▶ _Information provided_
* start *

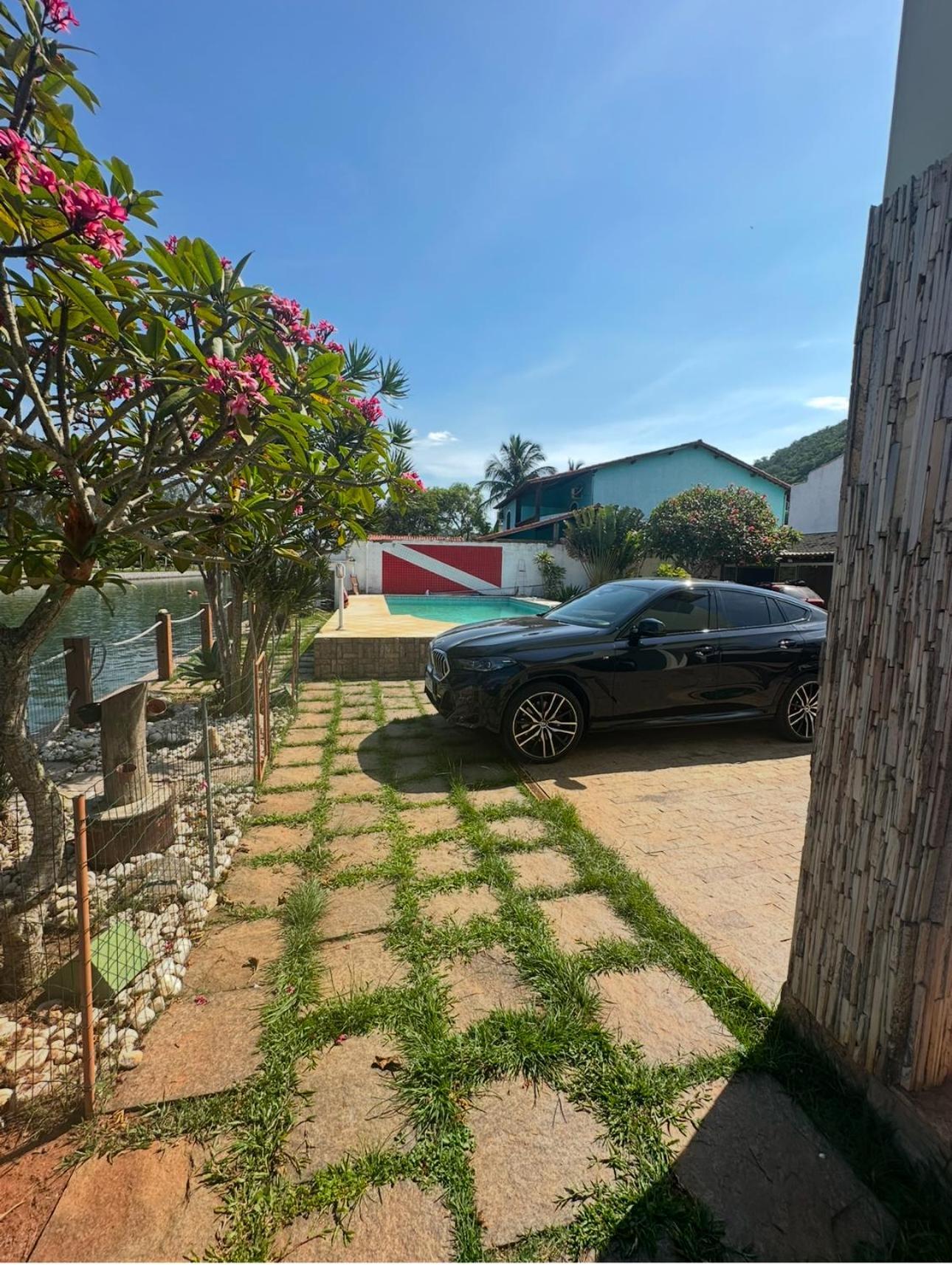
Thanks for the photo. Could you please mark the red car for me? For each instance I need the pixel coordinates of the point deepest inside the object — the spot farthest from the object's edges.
(803, 591)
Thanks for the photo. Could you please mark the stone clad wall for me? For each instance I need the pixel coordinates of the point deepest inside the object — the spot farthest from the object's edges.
(872, 960)
(370, 658)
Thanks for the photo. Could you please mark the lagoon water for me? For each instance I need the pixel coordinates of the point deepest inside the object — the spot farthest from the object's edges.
(133, 609)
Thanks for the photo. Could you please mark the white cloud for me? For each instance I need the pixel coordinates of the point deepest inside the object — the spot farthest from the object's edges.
(829, 404)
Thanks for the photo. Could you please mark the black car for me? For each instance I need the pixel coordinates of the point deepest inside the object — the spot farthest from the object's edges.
(634, 652)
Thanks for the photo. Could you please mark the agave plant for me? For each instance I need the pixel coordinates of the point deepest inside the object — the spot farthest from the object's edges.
(608, 540)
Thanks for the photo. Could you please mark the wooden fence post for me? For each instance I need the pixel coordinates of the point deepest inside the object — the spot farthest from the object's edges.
(79, 676)
(207, 635)
(165, 658)
(83, 903)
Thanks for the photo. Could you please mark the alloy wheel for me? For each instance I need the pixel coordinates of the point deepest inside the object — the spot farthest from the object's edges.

* end *

▶ _Goal_
Retype every line above word for word, leaving the pictures out.

▶ _Correct response_
Thanks for the photo. Could you please mark the red car for me? For each instance I need the pixel coordinates of the point deepest inside the object — the spot farthest from the object's edges.
(803, 591)
Thanks for the photo. Could you please mark the stone clad wall for me? For each instance I need the pixel coordinates of the point deepest inside the object — the spot farthest from the object's edges.
(872, 960)
(370, 658)
Thanks for the photo. Could you please mark the lagoon water for me? For each instance I need the pixel coordinates of the point deepest inside the object — the spot farthest from the object's edges.
(133, 609)
Thanks for the photo. Could you please mark the white cloud for me? For each instance I need the pixel coordinates of the point deepest inside the object — the spot farthest from the object's edges.
(829, 404)
Thanks for the photo. Could you please mark the black car for me? For each instance I need the pixel coordinates of the point deepest inside the object — the spot farthest from the object's edges.
(634, 652)
Thanks for the photo. Could you please mark the agave plant for me? For each instance I need the pixel coordinates of the point deepest inside the object — the spot farthest from the object's edges.
(608, 540)
Thanks for the photo. Could you please mark the wooden fence post for me? For each instance I need the pixel coordinates of the point deepest inside the object — the spot farthest from the object's edges.
(79, 676)
(207, 635)
(165, 658)
(83, 903)
Thanks for the photo. Could you please mark the alloy wheel for me? For each instance I need the pixel coordinates of the point deepest inside the object — the spot farthest from the object's edges.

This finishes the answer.